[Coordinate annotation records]
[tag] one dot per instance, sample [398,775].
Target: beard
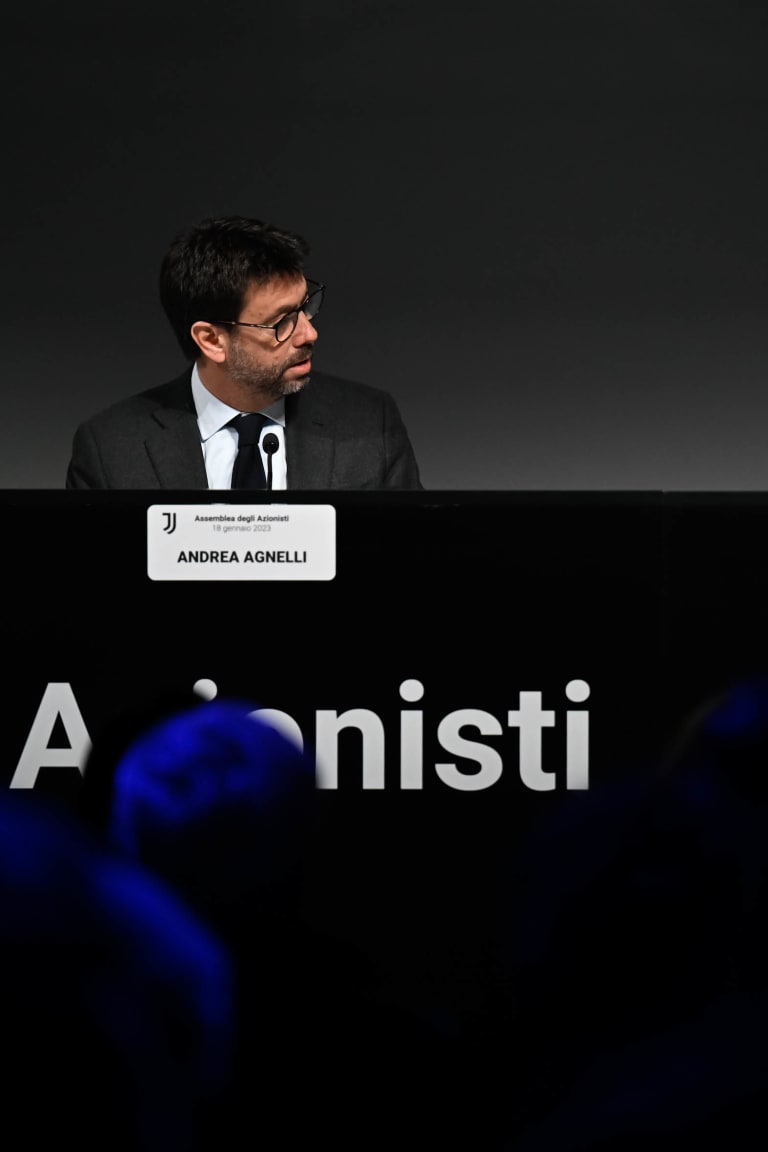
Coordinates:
[266,381]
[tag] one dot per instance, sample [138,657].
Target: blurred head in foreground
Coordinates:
[116,1000]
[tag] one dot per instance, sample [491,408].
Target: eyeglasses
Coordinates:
[286,326]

Short problem:
Rewrite all the records above, changing every "Target" to "Object" and leaving everything else as it is; leave out the pictures.

Answer to the task:
[tag] one dot per instance, sample [398,775].
Object: beard
Coordinates:
[266,381]
[tag] one dot per instance, sample [138,657].
Object: blurred head in foreground
Coordinates:
[116,1000]
[tag] one dot per instance, sample [491,408].
Object: eyeglasses
Coordinates:
[286,326]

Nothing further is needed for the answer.